### DOCUMENT

>>>

Standard / Use What the ordinance says (summary) Code Reference
Which projects are typically reviewed by a DRC County expects DRC review of commercial structures, multifamily developments (4+ units), signs; single-family only if district ordinance provides § 9.010, § 04.260, § 02.380
Design Review District creation Districts are created by ordinance with boundaries and purpose; standards must be adopted by Board in noticed hearing § 09.020–9.030.B
General design standards objective Preserve topography/vegetation, minimize grading, require compatible colors/materials, underground utilities, shielded lighting § 9.040.A–J
Landscaping plans & revegetation Landscaping plan required for all projects; revegetation required for site disturbances § 9.040.D, § 02.1050
Permit issuance linkage No permit shall be issued where design review is required until the project complies with the district standards § 9.070
Site plan review definition / when required County reviews site plans to determine how property will be used; preapplication conferences encouraged for major permits § 02.1060, § 04.210
DRC composition If appointed, DRC shall be 3–7 members residing within the district § 9.030.A

How design-review interacts with other permit processing

  • If a project is exempt from CEQA and minor, the Director may process by Director Review; otherwise design-review requirements may trigger Use Permit procedures (Ch. 31–32) (§ 31.010, § 32.020) .

<<<

Resume the design review ordinance summary after its last bullet, carrying on how design review interacts with other permit processing.

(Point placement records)
>>>

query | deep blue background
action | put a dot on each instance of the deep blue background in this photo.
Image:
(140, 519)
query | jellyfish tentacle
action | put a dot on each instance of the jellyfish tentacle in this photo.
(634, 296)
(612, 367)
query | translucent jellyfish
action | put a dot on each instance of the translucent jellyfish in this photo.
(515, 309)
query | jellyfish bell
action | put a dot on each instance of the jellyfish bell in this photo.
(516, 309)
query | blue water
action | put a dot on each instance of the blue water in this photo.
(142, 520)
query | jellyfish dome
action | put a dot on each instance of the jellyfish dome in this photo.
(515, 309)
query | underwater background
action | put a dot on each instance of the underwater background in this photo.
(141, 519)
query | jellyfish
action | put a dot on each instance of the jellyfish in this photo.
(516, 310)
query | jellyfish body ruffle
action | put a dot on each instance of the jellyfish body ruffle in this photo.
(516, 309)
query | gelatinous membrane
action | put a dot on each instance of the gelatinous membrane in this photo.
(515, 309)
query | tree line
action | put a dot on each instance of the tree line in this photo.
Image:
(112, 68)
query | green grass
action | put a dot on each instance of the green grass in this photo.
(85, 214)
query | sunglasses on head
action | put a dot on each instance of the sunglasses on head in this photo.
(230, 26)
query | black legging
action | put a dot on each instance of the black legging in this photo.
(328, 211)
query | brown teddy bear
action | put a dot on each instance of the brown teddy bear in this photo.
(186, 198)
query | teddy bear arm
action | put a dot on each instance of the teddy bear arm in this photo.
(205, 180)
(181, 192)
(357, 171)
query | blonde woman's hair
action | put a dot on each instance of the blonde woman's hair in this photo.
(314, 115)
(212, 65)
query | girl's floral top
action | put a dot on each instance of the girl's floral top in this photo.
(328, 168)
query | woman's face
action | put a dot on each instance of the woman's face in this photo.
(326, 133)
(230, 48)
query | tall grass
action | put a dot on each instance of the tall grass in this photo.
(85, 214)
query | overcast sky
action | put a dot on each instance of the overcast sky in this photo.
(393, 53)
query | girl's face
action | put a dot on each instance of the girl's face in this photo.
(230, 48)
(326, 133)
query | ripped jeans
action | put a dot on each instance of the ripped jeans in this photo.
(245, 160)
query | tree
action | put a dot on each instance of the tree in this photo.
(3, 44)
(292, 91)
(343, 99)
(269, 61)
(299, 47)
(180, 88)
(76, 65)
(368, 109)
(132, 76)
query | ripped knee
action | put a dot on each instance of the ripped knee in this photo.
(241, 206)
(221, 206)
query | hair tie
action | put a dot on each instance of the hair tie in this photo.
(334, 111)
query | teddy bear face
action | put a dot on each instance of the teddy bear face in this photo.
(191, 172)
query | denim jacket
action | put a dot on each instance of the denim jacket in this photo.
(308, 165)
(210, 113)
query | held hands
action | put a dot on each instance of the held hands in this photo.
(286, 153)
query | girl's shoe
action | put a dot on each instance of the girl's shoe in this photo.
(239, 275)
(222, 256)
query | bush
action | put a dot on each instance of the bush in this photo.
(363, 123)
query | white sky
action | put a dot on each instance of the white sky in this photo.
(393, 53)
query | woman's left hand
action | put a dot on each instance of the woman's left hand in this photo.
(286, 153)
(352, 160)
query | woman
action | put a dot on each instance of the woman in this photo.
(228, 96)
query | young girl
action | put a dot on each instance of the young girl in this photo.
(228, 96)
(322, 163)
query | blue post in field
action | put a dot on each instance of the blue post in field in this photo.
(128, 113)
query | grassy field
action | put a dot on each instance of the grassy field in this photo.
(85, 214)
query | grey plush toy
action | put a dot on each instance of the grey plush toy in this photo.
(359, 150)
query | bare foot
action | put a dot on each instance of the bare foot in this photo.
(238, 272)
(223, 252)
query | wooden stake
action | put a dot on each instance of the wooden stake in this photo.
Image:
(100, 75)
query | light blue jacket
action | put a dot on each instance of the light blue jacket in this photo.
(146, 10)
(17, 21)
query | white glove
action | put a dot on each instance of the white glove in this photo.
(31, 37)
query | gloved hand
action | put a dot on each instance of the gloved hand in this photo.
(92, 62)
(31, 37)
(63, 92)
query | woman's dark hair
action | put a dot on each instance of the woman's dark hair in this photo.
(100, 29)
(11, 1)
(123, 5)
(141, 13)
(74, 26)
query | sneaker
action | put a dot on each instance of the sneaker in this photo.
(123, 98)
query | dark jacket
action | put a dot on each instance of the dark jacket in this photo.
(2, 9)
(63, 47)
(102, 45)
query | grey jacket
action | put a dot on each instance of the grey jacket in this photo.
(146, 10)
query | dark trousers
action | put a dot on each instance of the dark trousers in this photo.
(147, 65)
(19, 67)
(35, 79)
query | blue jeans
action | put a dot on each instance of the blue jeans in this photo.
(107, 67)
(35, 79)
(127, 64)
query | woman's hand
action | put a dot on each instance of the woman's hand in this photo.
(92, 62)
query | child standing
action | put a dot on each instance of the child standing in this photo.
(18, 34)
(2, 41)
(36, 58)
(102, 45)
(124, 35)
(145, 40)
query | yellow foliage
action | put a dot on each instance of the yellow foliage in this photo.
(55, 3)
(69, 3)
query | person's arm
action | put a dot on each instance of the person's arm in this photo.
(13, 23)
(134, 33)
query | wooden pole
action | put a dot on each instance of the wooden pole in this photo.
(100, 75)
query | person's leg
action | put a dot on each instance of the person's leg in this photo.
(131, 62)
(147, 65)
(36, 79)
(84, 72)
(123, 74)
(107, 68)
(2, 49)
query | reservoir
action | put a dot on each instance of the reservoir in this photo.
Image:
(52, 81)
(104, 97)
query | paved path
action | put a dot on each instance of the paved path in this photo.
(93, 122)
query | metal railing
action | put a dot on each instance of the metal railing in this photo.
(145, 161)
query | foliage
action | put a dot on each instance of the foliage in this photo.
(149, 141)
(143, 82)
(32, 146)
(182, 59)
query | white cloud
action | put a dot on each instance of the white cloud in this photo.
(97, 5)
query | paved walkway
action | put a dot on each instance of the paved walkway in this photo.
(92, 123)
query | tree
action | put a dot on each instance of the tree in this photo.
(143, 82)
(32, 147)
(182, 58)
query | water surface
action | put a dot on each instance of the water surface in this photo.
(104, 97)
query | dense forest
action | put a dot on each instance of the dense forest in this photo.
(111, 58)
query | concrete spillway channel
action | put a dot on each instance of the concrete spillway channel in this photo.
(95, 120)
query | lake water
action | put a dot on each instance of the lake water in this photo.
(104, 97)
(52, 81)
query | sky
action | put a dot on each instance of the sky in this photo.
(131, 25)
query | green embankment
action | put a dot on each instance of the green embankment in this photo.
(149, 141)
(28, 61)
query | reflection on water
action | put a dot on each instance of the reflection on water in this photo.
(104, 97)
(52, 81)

<<<

### OUTPUT
  • Site plan review is a separate step used to evaluate access, grading, parking and site layout; the preapplication conference with the Land Development Technical Advisory Committee is recommended for larger projects (§ 04.210.A–B) .
  • Landscape, parking and sign requirements from County chapters apply as conditions of design review; see the County’s parking, development standards, and signage pages for operational rules.

Checklist (what an applicant must satisfy before approval in a Design Review District)

  • Confirm whether the property is inside a Board-adopted Design Review District and obtain the district-specific standards (§ 09.020) .
  • Prepare a full site plan (to scale) showing topography, existing vegetation, access, grading, utilities, parking and proposed structures (§ 02.1050, § 04.210) .
  • Submit elevations and color/materials schedule showing muted/dark colors where visible from scenic corridors (§ 9.040.B, D–E) .
  • Provide a landscaping and revegetation plan using native/drought-resistant plants where feasible (§ 9.040.D) .
  • Demonstrate utilities will be installed underground when required (§ 9.040.I) .
  • For lighting, provide fixtures that are shielded, down-directed and minimized (§ 9.040.J) .
  • If project is commercial or multifamily (4+ units) expect DRC or Planning Division review; include DRC minutes or recommendations if a local architectural committee was involved (§ 9.030.D, § 04.260) .
  • If required, complete preapplication conference documentation and any CEQA/environmental materials prior to public hearing (§ 04.210.A, § 32.030) .
  • Expect conditions of approval or required design revisions; no building permit is issued until design-review compliance is demonstrable (§ 9.070) .

Risks & Ambiguities

Issue Why it matters What to verify
Whether a parcel is actually inside an adopted Design Review District Only Board-adopted districts trigger the Chapter 09 rules; otherwise general standards may still apply Verify district boundaries with Planning Division and the adopting ordinance (§ 09.020)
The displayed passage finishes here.